**Instrucciones de la tarea:**
Reescribe el tramo que va desde la línea que contiene "Where can the text on" hasta la que contiene "[1082, 489]", ambas incluidas, y sustituye en él "donation box" por "collection box". No modifiques nada más.

**Filas almacenadas:**
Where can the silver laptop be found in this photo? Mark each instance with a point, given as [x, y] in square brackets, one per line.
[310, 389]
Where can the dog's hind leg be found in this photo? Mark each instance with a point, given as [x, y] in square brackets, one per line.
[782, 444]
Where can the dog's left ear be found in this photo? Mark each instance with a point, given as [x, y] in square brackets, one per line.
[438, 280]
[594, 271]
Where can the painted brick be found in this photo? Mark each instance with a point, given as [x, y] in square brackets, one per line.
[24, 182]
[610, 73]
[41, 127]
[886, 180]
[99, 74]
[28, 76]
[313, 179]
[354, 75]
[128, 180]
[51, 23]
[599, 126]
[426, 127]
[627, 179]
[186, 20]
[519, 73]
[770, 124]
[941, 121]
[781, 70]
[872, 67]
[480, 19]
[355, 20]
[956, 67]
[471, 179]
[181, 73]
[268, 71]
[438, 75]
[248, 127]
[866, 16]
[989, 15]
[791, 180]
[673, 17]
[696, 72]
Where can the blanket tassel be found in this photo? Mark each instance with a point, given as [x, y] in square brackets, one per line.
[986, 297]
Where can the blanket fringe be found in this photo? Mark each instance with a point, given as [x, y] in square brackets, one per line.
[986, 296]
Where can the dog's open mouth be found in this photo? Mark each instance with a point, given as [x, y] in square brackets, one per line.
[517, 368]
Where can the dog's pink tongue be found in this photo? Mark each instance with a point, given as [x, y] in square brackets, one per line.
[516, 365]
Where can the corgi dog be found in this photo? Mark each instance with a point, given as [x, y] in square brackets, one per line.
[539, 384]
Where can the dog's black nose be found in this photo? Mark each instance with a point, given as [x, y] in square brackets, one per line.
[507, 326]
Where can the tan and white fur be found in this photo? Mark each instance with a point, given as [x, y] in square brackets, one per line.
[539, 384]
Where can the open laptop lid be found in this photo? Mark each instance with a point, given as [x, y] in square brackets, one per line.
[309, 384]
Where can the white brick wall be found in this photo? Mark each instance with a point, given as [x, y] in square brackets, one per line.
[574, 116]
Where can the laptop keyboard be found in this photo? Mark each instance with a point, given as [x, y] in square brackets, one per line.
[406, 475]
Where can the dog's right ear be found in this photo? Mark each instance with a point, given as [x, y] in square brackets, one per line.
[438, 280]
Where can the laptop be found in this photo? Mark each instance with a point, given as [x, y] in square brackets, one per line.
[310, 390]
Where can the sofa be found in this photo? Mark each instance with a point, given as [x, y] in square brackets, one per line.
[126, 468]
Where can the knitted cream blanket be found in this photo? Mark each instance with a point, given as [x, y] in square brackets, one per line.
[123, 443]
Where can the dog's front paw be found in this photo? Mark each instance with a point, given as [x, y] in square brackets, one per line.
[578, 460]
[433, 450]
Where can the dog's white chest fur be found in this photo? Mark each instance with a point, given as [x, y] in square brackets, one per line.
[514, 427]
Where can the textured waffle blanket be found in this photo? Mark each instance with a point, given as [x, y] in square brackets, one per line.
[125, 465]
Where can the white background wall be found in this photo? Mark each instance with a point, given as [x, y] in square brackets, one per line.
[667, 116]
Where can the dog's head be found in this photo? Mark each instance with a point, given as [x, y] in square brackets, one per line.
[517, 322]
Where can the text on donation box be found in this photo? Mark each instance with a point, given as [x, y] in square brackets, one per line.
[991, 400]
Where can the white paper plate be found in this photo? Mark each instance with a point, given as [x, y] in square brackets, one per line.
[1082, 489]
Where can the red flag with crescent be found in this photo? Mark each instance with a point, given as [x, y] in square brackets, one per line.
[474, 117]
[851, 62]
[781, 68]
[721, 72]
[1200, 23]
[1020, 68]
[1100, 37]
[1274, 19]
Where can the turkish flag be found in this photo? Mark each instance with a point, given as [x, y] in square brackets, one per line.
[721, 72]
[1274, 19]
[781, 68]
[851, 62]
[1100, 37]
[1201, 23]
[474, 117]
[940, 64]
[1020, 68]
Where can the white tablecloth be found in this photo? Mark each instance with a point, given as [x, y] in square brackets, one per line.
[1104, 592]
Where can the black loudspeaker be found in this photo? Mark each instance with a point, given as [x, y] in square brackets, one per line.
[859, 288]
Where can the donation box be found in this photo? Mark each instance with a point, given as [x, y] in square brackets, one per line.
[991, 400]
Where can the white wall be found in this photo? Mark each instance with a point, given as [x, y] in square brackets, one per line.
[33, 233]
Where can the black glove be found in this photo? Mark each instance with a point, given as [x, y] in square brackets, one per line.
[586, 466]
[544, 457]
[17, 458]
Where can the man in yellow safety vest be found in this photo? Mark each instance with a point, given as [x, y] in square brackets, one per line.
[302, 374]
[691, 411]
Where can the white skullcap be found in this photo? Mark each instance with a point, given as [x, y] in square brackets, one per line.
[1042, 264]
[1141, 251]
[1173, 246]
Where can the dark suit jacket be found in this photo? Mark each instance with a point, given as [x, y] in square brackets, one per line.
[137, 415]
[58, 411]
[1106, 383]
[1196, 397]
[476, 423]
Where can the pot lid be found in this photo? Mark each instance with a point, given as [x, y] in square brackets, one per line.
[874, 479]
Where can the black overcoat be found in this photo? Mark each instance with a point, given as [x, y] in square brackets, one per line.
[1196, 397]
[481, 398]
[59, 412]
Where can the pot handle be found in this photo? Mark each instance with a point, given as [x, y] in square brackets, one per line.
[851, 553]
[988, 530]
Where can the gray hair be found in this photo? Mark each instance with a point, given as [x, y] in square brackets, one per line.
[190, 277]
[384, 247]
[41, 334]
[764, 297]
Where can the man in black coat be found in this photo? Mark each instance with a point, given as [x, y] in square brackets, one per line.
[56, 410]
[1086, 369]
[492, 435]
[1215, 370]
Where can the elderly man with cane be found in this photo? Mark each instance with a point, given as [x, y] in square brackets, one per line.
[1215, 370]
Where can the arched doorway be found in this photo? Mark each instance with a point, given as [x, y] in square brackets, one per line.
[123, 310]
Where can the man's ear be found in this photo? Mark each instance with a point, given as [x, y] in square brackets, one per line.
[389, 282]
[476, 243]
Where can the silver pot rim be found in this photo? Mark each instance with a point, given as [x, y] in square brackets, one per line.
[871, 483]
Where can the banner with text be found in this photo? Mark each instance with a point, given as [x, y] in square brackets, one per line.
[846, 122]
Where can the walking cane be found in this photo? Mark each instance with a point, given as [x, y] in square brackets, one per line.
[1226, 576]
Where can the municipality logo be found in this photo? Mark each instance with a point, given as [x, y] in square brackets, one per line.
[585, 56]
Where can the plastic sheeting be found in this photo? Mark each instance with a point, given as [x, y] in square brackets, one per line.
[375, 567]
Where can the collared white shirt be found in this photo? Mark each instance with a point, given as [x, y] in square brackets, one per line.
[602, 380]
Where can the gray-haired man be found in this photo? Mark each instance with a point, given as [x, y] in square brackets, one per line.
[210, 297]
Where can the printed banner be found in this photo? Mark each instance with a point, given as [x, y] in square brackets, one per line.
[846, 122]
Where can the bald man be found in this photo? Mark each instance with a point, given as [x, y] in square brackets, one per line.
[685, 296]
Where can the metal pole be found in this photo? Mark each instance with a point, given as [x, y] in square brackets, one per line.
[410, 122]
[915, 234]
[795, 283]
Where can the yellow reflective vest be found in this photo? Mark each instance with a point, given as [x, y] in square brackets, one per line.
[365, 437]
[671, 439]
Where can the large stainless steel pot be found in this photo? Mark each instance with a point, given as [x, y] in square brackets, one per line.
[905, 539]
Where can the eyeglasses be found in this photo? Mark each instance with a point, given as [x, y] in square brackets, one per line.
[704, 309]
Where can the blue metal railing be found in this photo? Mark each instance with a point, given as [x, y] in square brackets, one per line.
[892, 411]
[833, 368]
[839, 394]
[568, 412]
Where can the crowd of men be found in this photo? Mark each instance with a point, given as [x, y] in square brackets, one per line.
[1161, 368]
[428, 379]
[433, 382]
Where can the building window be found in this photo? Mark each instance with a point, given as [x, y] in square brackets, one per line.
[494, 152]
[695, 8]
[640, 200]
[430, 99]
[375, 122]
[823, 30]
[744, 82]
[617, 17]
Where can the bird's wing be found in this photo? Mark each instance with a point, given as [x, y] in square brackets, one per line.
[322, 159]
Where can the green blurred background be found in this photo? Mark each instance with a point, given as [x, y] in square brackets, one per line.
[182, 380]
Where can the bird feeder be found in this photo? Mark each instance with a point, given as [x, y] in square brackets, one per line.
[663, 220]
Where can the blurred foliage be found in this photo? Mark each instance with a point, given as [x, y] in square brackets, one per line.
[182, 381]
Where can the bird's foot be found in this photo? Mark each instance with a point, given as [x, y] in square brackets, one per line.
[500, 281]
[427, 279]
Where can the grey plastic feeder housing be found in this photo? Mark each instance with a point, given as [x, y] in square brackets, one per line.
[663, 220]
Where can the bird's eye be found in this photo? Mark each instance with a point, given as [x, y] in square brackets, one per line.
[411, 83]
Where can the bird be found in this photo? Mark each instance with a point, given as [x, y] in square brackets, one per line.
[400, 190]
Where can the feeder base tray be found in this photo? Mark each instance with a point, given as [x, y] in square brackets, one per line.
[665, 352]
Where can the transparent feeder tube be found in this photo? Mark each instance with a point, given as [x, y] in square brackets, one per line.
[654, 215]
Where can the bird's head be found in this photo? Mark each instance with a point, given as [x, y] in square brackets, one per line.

**Ejercicio resuelto:**
Where can the text on collection box be found in this photo? Mark each instance with a point, given as [x, y] in square brackets, one per line.
[991, 400]
Where can the white paper plate be found in this photo? Mark each instance with a point, given as [x, y] in square brackets, one per line.
[1082, 489]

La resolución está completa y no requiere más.